GOAL OF THE EXERCISE => Write the next part of the study passage on meiCT gene expression in Sézary Syndrome, starting after its final line.

DOCUMENT SECTION =>
****************************************
Fisher's Exact test (FET) was used to analyze categorical outcomes in the histological analysis for gene expression scoring results between MF Stage I, StageII-III and aggressive forms of CTCL (i.e., SS, primary cutaneous CD8⁺ positive aggressive epidermotropic T- cell lymphoma, peripheral T-cell lymphoma, or primary cutaneous gamma-delta T-cell lymphoma). All values were calculated using RStudio version 1.1.456. All statistical significance tests were two-sided. P-values <0.05 were considered statistically significant.

Results

Expression of meiCT Genes in Sézary Syndrome Patients From External Cohorts

Using RT-PCR, western blot analysis and immunofluorescence, we have previously shown that meiCT genes and proteins are ectopically expressed in nine patient-derived cell lines representing both MF and SS, and in lymphocytes isolated from three SS patients (10, 22). We wanted to expand those observations with a different method to attain patient data. We used publicly-available RNA-Seq datasets from two studies focusing on Sézary Syndrome patients (12, 16), as previously described (29). Mean transcripts per million (TPM) values were calculated for each gene for the SS and control groups for Choi et al. (12) and Ungewickell et al. (16) cohorts and then combined the values as one dataset for analysis. Mean TPM values were plotted on bar graphs to compare gene expression levels for Sézary Syndrome vs. normal control patients. Overall, we observed increased gene expression in Sézary patients for all tested genes (Figure 1). Using a rank-based non-parametric approach, these genes showed higher relative expression levels in SS patients compared to controls (Table 1; p < 10⁻⁵ for all genes except for SGO2; p = 0.035 for SGO2).

FIGURE 1

Figure 1. RNA-Seq gene expression of meiCT genes (A) STRA8, (B) STAG3, (C) SGO2, (D) SYCP3, and (E) DMC1 in Sézary Syndrome patients compared to normal/control subjects based on pooled data from Choi et al. (12) and Ungewickell et al. (16) datasets. Data was normalized to a mean TPM value for each cohort. Asterisks indicate statistical significance.

TABLE 1

Table 1. RNA-sequencing results for differentially expressed meiCT genes in two pooled independent cohorts of Sézary Syndrome patients (12, 16).
****************************************
EXCERPTED RECORDS =>
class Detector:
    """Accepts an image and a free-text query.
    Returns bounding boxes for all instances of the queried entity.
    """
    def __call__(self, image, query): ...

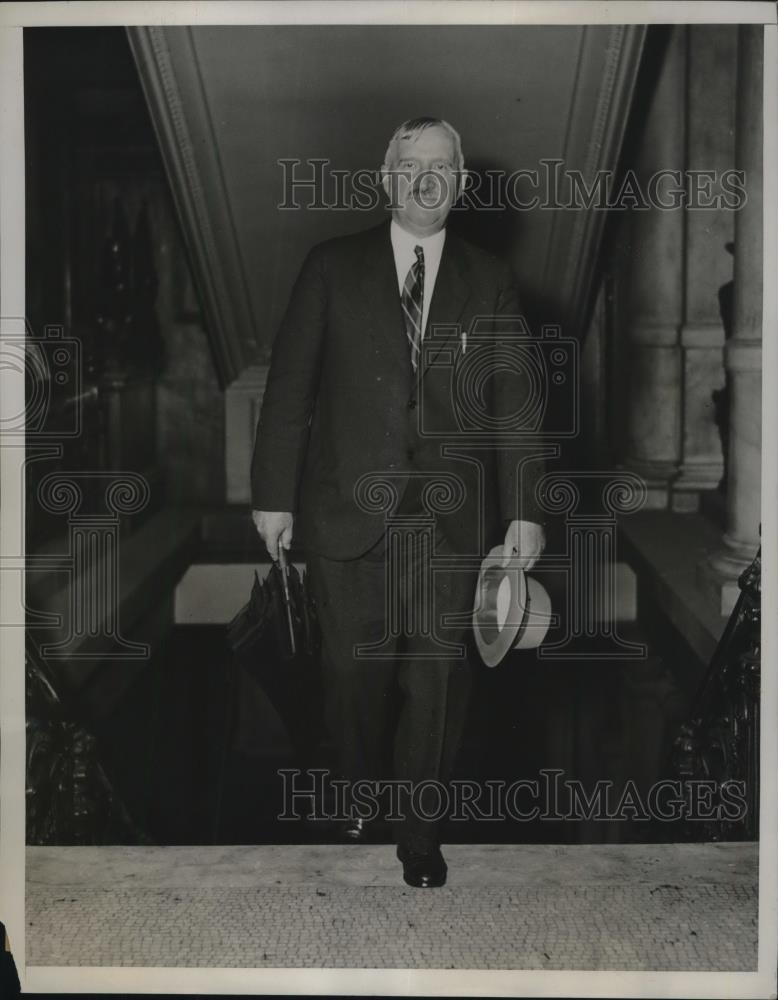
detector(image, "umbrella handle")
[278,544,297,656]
****************************************
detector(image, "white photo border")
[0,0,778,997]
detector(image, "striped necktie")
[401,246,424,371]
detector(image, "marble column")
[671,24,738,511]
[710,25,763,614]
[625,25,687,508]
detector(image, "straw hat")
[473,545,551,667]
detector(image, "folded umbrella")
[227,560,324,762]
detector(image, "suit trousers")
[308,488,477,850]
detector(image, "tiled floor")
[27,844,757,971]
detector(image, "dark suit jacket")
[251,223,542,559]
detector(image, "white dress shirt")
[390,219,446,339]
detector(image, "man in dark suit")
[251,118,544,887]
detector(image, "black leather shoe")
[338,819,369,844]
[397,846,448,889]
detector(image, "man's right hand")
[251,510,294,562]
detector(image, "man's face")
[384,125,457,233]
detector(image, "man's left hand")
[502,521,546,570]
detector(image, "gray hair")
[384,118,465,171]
****************************************
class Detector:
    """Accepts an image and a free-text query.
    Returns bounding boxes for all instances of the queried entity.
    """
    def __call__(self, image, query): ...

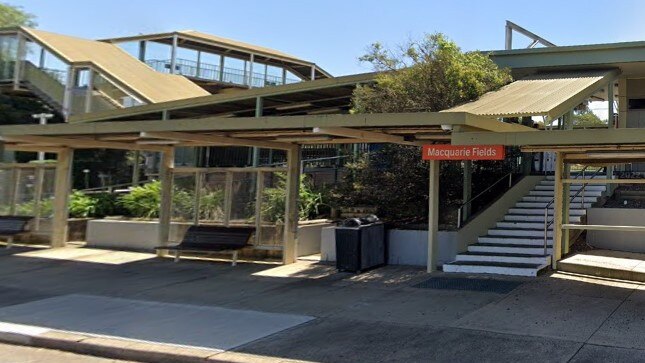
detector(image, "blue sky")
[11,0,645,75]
****************************************
TASK RESPONSE =>
Expression of meiCT Genes in CTCL Lesional Biopsies

To further support our RNA-Seq based statistical analysis of meiCT gene expression in SS patients, we used immunohistochemical staining of FFPE skin tissues biopsied from patients with different stages of CTCL, including SS. We analyzed IHC staining for 5 meiCT genes that are expressed at various stages of meiosis, ranging from initiation to homologous recombination, in 32 CTCL samples isolated form 29 patients. Patient age ranged from 21 to 90 years with a median of 65 ± 18 years with a male to female ratio of 1:1.9. Control samples included normal human skin, and human testis.

The percentage and intensity of positively stained cells of the atypical lymphoid infiltrate was recorded for each sample and for all five genes (Table 2). Positive cells displayed characteristic features of malignant T-lymphocytes including atypical/cerebriform nuclear contours and enlarged and/or hyperchromatic nuclei within the papillary dermis (mixed lichenoid infiltrate).

TABLE 2

Table 2. Results of MeiCT gene expression in lesional skin biopsy samples of patients with CTCL.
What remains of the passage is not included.